--- Start of Document extract ---

Choreography Sagas: Distributed Consistency with Kafka & Outbox Pattern

September 27, 2025

17 min read

Goh Ling Yong

Technology enthusiast and software architect specializing in AI-driven development tools and modern software engineering practices. Passionate about the intersection of artificial intelligence and human creativity in building tomorrow's digital solutions.

The Inescapable Problem: Atomicity in a Distributed World

As architects of distributed systems, we constantly battle the CAP theorem. In the microservices paradigm, we trade the monolithic comfort of ACID transactions for scalability, resilience, and independent deployability. However, this trade-off introduces a formidable challenge: how do we execute a business process that spans multiple services as a single atomic unit?

The classic example is an e-commerce order. The Order Service creates an order, the Payment Service processes the payment, and the Inventory Service reserves the stock. If any step fails, the entire operation must be rolled back. In a monolith, a single database transaction would wrap these operations, ensuring atomicity. In a distributed environment, the canonical anti-pattern is the two-phase commit (2PC) protocol, which introduces synchronous coupling, is a performance bottleneck, and dramatically reduces the availability of the entire system—a single locked service can bring the whole process to a halt.

This is where the Saga pattern enters. A saga is a sequence of local transactions where each transaction updates data within a single service and publishes an event to trigger the next transaction. If a local transaction fails, the saga executes a series of compensating transactions to undo the preceding transactions. This post focuses on the Choreography approach, where services subscribe to events and react accordingly without a central orchestrator. While elegant, this decentralized model presents its own critical implementation challenge: ensuring that a service's state change and the publication of its corresponding event are truly atomic.

The Dual-Write Problem: A Race Condition Waiting to Happen

A naive implementation of an event-driven saga step might look like this:

// DO NOT DO THIS IN PRODUCTION
func (s *OrderService) CreateOrder(ctx context.Context, orderDetails models.Order) error {
    tx, err := s.db.BeginTx(ctx, nil)
    if err != nil {
        return fmt.Errorf("failed to begin transaction: %w", err)
    }
    defer tx.Rollback() // Rollback on error

    // 1. Save the order to the database
    orderID, err := s.repo.SaveOrder(ctx, tx, orderDetails)
    if err != nil {
        return fmt.Errorf("failed to save order: %w", err)
    }

    // 2. Publish an 'OrderCreated' event to Kafka
    event := events.OrderCreated{OrderID: orderID, ...}
    err = s.kafkaProducer.Publish("orders", event)
    if err != nil {
        // The transaction will be rolled back, but the event might have been sent!

--- End of Document extract ---
--- Start of Listing ---

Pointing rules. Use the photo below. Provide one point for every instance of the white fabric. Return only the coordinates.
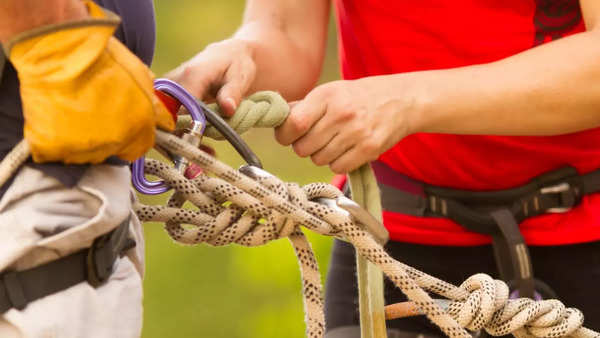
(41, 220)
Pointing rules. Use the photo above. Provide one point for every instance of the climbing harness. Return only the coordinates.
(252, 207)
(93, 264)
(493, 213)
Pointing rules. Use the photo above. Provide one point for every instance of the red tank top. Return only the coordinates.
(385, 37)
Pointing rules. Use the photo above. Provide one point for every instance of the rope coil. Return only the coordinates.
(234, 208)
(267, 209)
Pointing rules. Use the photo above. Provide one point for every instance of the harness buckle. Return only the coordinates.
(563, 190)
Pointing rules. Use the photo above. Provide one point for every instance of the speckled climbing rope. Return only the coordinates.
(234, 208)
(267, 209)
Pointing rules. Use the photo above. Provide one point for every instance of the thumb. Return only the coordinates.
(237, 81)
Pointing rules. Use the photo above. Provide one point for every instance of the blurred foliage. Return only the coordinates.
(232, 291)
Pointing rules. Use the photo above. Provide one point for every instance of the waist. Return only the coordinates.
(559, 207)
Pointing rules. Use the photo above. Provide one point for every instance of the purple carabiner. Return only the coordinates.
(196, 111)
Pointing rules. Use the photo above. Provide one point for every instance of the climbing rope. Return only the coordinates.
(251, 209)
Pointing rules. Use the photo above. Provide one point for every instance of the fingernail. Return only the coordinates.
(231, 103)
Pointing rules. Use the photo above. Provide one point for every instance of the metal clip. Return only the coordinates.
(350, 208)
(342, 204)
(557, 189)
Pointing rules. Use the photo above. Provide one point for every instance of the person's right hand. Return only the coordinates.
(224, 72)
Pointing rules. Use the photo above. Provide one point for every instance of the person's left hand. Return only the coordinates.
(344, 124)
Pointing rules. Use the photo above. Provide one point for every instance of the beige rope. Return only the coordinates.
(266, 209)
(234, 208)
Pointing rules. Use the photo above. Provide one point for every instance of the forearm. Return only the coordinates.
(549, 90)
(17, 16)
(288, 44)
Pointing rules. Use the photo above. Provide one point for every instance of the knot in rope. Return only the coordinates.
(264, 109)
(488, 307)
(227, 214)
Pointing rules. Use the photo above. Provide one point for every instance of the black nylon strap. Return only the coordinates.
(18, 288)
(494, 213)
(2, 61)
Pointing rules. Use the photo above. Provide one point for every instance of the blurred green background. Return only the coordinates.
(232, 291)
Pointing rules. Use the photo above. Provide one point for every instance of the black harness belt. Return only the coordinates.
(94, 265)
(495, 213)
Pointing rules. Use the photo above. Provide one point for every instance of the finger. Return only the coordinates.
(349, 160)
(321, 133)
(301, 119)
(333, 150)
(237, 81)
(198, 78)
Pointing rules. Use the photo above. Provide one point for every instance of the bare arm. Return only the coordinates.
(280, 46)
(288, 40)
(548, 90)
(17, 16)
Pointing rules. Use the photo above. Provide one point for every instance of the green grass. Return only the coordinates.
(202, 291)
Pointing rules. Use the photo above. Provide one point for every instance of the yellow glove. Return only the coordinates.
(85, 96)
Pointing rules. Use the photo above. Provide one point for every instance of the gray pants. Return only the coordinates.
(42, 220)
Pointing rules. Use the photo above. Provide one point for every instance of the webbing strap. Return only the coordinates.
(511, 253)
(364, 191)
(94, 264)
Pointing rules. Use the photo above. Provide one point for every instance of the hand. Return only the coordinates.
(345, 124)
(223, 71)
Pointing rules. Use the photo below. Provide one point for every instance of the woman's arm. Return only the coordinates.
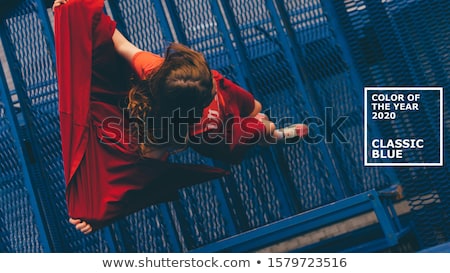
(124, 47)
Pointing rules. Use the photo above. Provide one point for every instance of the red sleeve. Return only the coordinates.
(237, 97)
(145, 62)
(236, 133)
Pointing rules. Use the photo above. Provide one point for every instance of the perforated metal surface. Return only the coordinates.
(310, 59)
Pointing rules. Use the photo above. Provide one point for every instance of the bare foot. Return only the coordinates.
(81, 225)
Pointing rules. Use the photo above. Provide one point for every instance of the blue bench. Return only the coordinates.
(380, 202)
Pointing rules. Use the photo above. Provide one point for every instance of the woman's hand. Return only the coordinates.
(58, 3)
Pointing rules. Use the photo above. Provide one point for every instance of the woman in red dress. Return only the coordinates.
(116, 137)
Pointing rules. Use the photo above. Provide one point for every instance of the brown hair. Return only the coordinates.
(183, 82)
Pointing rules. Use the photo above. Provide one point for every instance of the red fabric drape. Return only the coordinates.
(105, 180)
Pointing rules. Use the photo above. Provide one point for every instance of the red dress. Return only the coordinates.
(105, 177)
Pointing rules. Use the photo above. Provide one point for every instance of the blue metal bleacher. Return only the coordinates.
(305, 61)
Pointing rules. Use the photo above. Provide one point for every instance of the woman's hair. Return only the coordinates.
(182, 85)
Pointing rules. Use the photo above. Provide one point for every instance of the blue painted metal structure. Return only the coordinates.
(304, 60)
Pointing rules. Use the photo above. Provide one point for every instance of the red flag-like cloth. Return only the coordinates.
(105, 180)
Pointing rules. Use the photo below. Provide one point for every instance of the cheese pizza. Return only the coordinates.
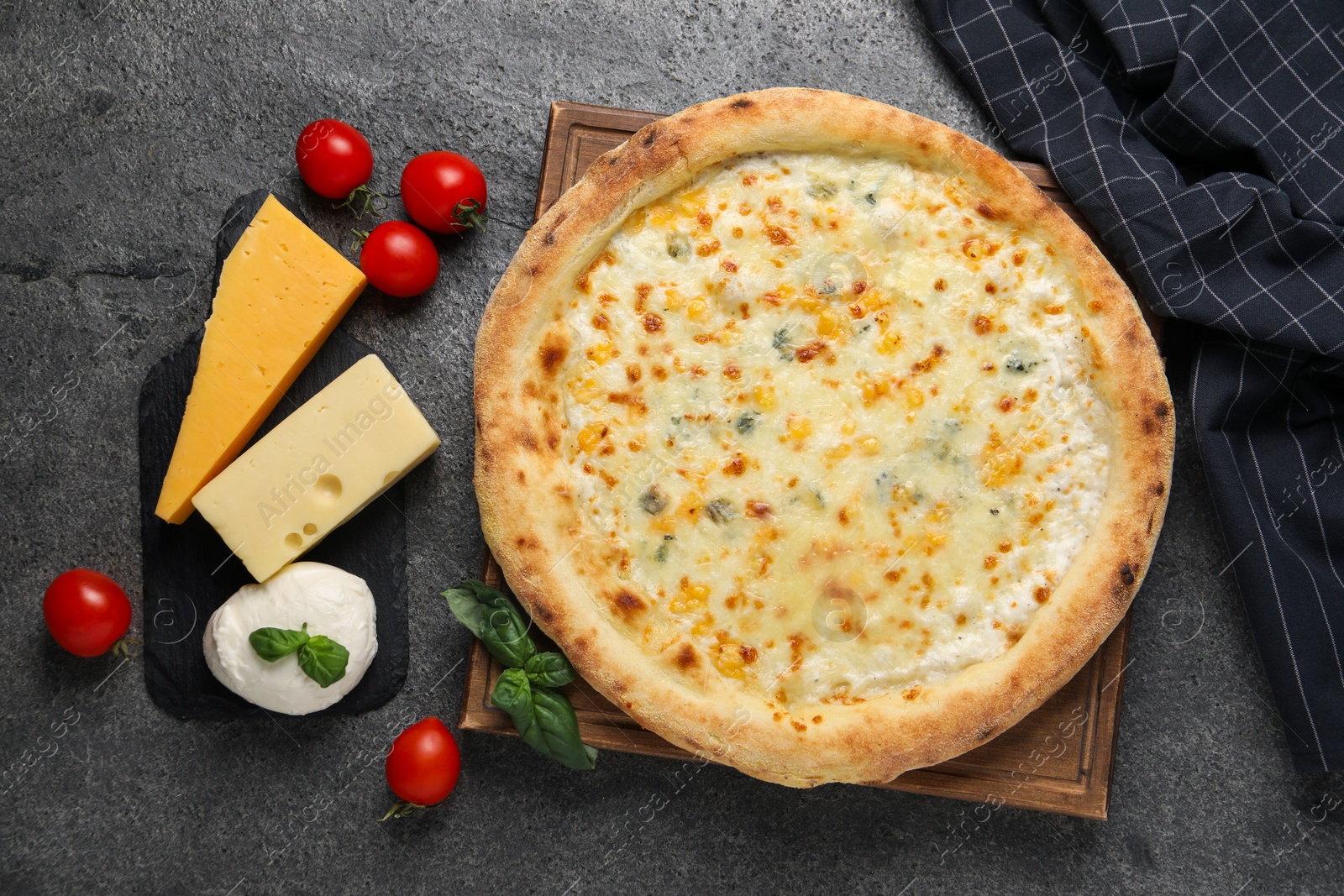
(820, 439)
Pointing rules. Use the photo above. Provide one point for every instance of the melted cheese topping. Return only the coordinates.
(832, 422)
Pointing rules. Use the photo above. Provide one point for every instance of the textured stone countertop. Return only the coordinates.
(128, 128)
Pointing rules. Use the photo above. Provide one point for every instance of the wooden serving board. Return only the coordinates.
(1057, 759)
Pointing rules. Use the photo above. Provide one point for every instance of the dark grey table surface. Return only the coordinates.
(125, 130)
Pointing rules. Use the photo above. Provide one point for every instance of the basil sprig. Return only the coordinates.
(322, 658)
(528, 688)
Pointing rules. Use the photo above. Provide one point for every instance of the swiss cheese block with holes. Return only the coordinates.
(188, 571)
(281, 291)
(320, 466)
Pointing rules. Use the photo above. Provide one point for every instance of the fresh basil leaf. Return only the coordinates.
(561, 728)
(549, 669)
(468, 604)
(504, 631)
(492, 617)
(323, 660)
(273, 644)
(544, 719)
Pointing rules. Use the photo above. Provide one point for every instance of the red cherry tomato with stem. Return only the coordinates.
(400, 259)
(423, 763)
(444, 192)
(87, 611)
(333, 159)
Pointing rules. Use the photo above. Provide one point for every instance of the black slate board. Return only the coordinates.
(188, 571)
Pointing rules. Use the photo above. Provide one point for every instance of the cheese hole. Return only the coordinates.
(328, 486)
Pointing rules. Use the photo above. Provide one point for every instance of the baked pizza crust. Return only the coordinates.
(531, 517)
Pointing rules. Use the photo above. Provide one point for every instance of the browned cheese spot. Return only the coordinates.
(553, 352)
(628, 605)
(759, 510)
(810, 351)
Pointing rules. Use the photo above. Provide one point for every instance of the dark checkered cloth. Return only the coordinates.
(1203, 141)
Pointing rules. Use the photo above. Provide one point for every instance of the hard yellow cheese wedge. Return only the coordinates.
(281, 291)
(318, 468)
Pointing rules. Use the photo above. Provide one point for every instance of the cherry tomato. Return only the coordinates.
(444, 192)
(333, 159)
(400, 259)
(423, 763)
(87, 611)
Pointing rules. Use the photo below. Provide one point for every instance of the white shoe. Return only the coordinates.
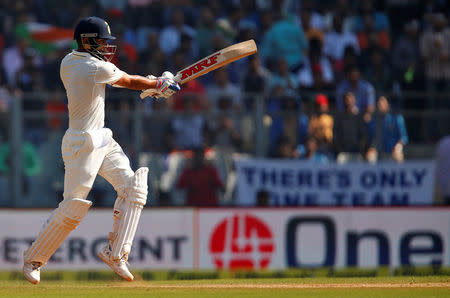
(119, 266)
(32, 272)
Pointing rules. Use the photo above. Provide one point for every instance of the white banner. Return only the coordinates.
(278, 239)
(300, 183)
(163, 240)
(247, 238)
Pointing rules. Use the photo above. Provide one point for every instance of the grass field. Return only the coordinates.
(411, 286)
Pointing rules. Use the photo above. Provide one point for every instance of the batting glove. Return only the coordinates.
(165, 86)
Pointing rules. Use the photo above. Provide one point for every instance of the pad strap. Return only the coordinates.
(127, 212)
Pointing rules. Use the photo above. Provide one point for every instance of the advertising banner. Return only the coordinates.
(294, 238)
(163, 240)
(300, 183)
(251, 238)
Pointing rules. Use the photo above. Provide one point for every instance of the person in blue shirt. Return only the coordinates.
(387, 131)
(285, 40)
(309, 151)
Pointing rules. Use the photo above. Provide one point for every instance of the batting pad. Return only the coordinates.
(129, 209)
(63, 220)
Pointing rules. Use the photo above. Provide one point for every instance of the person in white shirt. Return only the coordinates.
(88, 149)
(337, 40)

--- End of Listing ---

- [Requests]
A – In the e-commerce order example from the article on choreography sagas, which services take part, and what does each one do?
B – Answer these questions about the article on choreography sagas:
(i) On what date was it published?
(ii) What does the Choreography approach work without?
(iii) To which Kafka topic does the naive code publish its event?
C – Write the next part of the article on choreography sagas, starting after its last line.

- [Answers to the exercise]
A –
Order Service: creates the order.
Payment Service: processes the payment.
Inventory Service: reserves the stock.

B –
(i) September 27, 2025
(ii) A central orchestrator
(iii) "orders"

C –
        // Or worse, the DB write succeeds but the publish fails.
        return fmt.Errorf("failed to publish event: %w", err)
    }

    // 3. Commit the database transaction
    if err := tx.Commit(); err != nil {
        // The event was published, but the DB state was not committed!
        return fmt.Errorf("failed to commit transaction: %w", err)
    }

    return nil
}

This code is fundamentally broken due to the dual-write problem. There is no way to atomically commit a database transaction and publish a message to a broker like Kafka. Consider the failure modes:

DB Commit Fails, Publish Succeeds: The tx.Commit() fails due to a network issue, deadlock, or constraint violation. However, the OrderCreated event has already been sent to Kafka. The Payment Service will now attempt to process a payment for an order that does not exist in the Order Service's database, leading to inconsistent state.

Publish Fails, DB Write Succeeds (before commit): The s.kafkaProducer.Publish() call fails. The code returns an error, and the defer tx.Rollback() is called. The order is never persisted, and no event is sent. This is the "least bad" failure, but the business process still fails.

Service Crashes After DB Commit, Before Publish: This is the most insidious failure. The tx.Commit() succeeds, but the process crashes before the Kafka publish call can even be made. The order is now in a PENDING state in the database forever, with no event to trigger the next step. The system is in an inconsistent state.

The Transactional Outbox Pattern: True Atomicity

The solution is the Transactional Outbox pattern. The core idea is to persist the event to be published within the same database and same local transaction as the business state change. This leverages the atomicity of the local database to guarantee that the state change and the intent to publish an event are a single, inseparable unit.

1. The Outbox Table Schema

First, we create an outbox table in the same database as our business tables (e.g., the orders table).

sql

CREATE TABLE outbox (
    id UUID PRIMARY KEY DEFAULT gen_random_uuid(),
    aggregate_id VARCHAR(255) NOT NULL, -- ID of the entity that was changed (e.g., order_id)
    aggregate_type VARCHAR(255) NOT NULL, -- Type of the entity (e.g., 'order')
    topic VARCHAR(255) NOT NULL, -- The Kafka topic to publish to
    payload JSONB NOT NULL, -- The event payload
    created_at TIMESTAMPTZ NOT NULL DEFAULT NOW()
);

-- An index to help the message relay find messages efficiently
CREATE INDEX idx_outbox_created_at ON outbox(created_at);

2. The Atomic Write Implementation

Now, we refactor our CreateOrder function to use this table. The operation becomes a single atomic transaction.

package orderservice

import (
	"context"
	"database/sql"
	"encoding/json"
	"fmt"

	"github.com/google/uuid"
)

// Event represents the structure of our outbox message payload
type Event struct {
	OrderID    string  `json:"orderId"`
	CustomerID string  `json:"customerId"`
	Total      float64 `json:"total"`
}

// OrderService handles order creation logic
type OrderService struct {
	db *sql.DB
}

func (s *OrderService) CreateOrder(ctx context.Context, customerID string, total float64) (string, error) {
    // Start a single database transaction
	tx, err := s.db.BeginTx(ctx, nil)
	if err != nil {
		return "", fmt.Errorf("failed to begin transaction: %w", err)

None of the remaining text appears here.